Einige Einträge
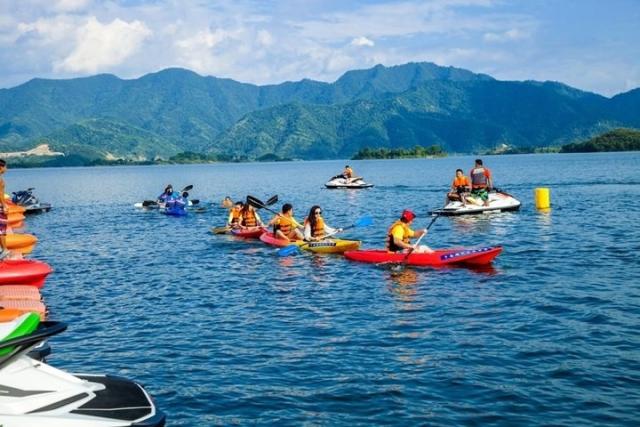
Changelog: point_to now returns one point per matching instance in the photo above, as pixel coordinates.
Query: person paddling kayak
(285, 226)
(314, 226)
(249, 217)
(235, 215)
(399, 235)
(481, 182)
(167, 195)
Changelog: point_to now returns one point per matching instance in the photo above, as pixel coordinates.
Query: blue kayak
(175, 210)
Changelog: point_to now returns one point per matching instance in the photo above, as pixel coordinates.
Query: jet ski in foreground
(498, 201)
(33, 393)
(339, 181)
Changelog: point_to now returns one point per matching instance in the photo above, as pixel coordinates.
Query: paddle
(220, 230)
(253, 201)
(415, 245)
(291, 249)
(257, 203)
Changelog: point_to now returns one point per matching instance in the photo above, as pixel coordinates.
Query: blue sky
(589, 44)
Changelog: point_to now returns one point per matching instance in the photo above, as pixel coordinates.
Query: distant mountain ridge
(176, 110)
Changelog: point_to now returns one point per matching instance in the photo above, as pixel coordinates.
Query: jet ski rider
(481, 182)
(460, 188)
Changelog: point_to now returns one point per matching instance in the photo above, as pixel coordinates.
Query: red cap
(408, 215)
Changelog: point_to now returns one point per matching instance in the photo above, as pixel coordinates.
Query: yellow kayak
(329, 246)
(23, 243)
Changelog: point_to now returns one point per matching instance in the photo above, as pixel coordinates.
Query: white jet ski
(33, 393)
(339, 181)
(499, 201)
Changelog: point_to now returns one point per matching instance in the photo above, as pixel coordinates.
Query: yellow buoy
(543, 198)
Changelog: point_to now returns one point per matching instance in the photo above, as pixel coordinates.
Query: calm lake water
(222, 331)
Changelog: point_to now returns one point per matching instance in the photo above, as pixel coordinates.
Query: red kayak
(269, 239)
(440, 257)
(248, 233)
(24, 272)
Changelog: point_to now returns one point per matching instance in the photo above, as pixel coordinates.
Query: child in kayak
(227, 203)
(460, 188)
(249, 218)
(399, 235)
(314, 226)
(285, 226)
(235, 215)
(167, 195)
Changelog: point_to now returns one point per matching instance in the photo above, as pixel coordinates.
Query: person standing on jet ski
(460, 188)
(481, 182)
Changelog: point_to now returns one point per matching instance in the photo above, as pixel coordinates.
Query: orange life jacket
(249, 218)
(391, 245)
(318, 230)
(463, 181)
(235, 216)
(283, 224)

[Die Aufgabe]: Zähle die Zeilen der Einträge oben, in denen die Zeichenfolge „person“ vorkommt, und nenne nur die Zahl. Groß- und Kleinschreibung zählt.

[Vollständige Antwort]: 2